Instruction:
Exactly the lines from the one containing "Which spot lies innermost in each instance of the fluorescent" through the end of the data below are to be reproduced, and nothing besides them.

Information provided:

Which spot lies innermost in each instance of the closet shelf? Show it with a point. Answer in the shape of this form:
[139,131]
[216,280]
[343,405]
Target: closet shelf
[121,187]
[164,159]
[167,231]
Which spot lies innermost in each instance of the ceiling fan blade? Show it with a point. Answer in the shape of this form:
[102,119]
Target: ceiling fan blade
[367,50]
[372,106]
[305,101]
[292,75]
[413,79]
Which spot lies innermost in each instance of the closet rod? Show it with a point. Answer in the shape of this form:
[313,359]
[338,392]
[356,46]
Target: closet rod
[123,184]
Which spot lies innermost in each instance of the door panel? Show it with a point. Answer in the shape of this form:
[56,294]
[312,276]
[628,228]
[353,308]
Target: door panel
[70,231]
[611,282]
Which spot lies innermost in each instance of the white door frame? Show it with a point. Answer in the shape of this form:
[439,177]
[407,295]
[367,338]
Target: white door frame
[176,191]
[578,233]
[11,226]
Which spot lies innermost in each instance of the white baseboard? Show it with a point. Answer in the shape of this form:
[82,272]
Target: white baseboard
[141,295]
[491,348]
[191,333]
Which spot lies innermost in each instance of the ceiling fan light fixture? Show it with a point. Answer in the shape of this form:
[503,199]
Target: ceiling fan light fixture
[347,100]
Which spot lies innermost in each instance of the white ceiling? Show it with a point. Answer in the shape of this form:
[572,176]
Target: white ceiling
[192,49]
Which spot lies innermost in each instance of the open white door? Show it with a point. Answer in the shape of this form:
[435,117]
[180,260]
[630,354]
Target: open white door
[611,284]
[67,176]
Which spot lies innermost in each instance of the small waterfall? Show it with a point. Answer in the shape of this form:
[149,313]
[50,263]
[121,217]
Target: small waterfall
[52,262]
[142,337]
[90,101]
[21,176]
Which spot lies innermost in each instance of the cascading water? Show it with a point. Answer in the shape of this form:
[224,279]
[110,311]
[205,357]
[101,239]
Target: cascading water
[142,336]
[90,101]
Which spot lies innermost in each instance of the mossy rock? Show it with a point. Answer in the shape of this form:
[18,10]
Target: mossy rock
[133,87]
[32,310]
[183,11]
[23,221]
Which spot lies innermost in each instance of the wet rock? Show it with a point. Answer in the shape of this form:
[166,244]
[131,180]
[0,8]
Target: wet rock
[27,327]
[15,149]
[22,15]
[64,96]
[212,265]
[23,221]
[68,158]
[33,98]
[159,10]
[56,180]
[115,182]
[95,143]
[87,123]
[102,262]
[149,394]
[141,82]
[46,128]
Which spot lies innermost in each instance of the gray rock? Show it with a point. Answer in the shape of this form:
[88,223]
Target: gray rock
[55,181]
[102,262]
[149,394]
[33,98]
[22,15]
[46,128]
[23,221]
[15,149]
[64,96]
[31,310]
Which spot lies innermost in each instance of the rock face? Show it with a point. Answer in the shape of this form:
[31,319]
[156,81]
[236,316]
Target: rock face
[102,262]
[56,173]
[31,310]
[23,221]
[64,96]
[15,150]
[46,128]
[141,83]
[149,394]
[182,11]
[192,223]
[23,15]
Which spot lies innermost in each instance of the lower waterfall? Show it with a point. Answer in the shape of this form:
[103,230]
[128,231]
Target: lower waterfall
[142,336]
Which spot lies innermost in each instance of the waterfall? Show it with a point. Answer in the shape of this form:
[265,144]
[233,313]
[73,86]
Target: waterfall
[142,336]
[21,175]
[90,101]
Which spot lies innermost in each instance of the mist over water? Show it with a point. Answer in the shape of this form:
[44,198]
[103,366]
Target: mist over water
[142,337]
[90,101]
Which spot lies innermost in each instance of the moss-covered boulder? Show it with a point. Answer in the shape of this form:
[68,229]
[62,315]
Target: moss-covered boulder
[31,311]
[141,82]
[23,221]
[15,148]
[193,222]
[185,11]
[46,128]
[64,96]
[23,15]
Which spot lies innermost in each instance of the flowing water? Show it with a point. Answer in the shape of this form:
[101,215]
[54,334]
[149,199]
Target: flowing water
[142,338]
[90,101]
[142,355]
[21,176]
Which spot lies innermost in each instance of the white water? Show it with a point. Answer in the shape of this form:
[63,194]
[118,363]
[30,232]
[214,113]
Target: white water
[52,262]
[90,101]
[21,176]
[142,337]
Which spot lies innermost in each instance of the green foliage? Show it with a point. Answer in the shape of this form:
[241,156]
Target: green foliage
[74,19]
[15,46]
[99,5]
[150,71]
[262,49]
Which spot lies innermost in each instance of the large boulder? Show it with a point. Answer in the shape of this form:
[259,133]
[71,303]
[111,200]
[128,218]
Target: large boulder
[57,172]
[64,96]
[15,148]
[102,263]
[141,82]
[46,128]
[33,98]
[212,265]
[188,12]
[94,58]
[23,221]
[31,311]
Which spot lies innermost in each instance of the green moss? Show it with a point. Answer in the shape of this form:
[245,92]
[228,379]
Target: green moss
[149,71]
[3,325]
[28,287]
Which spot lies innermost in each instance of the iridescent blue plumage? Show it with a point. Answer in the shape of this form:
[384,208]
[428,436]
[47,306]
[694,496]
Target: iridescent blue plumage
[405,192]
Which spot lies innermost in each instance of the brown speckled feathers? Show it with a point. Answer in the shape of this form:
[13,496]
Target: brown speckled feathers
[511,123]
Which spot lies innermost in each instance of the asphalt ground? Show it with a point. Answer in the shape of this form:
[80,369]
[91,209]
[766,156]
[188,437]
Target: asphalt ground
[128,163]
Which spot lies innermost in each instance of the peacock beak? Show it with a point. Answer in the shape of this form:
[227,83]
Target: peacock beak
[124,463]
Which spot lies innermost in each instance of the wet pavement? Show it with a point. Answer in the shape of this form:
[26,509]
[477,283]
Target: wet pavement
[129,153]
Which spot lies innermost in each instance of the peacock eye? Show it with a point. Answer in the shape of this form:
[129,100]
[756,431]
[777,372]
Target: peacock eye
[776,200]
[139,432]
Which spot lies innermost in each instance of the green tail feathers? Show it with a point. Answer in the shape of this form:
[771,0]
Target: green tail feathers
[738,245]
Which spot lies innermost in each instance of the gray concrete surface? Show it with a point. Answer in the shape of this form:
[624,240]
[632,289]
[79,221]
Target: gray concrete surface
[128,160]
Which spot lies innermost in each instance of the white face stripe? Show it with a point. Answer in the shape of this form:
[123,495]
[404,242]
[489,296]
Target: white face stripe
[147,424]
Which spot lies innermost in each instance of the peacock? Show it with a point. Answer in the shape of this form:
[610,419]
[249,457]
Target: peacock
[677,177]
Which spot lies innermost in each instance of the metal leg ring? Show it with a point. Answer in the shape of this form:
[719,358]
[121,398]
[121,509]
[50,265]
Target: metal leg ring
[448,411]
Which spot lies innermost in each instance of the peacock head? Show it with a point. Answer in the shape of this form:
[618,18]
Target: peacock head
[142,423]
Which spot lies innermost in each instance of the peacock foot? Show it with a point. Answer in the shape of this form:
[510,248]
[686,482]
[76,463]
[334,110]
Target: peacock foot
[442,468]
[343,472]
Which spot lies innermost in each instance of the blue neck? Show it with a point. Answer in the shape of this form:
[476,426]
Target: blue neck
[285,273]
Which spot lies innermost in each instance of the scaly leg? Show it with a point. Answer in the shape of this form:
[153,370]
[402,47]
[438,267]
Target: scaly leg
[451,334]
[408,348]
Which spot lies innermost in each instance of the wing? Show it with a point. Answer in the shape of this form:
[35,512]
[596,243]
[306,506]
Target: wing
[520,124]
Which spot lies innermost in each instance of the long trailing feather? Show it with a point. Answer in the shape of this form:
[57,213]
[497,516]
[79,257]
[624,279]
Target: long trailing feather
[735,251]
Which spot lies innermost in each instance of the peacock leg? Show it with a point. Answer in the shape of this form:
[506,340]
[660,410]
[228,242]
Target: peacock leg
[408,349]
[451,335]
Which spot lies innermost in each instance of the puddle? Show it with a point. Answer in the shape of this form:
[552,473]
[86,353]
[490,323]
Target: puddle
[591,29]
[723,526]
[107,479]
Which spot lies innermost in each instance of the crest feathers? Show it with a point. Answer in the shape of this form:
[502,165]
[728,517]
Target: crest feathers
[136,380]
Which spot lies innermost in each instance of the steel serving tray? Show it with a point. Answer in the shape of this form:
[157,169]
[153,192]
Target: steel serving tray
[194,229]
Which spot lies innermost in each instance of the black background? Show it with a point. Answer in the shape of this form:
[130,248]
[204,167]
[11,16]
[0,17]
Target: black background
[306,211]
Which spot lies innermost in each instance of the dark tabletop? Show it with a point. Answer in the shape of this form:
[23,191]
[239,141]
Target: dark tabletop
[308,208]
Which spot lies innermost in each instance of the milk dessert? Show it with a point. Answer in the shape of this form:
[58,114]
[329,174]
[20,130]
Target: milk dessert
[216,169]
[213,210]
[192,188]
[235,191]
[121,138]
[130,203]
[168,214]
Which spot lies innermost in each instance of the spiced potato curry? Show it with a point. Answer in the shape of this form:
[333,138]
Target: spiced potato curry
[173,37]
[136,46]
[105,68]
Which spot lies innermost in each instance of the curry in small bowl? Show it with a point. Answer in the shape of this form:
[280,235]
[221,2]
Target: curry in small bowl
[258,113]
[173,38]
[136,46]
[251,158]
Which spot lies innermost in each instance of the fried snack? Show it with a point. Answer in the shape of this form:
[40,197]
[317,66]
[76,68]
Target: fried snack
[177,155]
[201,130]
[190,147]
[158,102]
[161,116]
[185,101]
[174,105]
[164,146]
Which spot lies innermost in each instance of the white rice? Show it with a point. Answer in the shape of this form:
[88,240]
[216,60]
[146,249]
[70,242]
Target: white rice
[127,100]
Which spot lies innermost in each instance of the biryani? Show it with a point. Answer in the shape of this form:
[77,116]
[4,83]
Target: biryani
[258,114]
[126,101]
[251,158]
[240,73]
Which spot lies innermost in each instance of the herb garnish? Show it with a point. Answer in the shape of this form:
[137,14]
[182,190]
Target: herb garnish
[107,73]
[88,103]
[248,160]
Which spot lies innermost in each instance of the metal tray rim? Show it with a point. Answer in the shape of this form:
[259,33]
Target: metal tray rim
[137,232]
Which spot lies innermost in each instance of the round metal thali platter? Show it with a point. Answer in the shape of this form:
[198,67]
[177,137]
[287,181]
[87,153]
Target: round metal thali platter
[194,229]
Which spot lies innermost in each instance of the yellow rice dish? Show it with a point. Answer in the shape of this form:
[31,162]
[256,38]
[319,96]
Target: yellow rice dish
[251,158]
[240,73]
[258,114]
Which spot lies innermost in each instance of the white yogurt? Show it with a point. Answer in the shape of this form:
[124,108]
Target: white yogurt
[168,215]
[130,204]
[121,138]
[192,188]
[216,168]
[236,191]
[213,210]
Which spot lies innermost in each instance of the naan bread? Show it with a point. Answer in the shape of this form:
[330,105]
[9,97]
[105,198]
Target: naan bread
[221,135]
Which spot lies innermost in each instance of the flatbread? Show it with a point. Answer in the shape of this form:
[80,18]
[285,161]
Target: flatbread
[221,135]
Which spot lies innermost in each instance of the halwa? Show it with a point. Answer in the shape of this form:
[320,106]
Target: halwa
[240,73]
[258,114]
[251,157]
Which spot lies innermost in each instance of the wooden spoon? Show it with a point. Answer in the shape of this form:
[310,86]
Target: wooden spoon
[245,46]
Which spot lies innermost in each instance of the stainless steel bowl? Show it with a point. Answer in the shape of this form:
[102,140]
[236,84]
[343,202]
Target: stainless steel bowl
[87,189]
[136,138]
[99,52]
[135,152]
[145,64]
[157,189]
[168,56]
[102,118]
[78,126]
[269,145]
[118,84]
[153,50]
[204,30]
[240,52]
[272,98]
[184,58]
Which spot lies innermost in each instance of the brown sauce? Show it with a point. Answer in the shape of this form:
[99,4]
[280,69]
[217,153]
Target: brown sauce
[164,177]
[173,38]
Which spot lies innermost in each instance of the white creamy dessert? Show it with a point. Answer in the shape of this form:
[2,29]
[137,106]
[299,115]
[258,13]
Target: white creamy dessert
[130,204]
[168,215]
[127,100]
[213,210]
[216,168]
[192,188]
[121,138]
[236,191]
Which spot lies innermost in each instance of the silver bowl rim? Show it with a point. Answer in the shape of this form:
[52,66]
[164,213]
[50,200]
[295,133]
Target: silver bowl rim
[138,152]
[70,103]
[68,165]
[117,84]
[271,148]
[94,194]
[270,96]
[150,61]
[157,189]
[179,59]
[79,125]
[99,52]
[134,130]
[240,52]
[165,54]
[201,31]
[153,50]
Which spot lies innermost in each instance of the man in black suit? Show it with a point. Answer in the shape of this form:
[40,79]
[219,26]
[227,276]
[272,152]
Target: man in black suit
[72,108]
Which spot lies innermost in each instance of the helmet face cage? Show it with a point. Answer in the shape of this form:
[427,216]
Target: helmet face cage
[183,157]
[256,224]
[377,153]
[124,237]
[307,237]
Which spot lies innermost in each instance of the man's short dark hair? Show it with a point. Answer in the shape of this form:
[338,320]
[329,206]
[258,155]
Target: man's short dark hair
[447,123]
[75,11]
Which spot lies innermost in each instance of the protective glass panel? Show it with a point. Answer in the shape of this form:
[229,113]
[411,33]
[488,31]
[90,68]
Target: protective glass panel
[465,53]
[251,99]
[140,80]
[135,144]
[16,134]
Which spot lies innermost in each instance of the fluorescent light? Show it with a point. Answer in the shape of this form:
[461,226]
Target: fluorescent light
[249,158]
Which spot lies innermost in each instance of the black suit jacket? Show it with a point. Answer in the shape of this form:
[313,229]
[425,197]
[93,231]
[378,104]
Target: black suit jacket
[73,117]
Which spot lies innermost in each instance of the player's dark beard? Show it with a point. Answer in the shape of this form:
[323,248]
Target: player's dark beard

Correct result:
Which spot lies innermost in each instance of the fluorescent light? Show it with a point. Answer in the shape of this form:
[461,226]
Target: fluorescent light
[249,158]
Which spot lies innermost in each instance of the black suit jacket? Show it with a point. Answer in the shape of this form:
[313,229]
[425,197]
[93,231]
[378,104]
Target: black suit jacket
[73,117]
Which spot lies innermost in each instance of the player's dark beard? Show it with a point. Answer in the shape of this form:
[323,248]
Target: player's dark beard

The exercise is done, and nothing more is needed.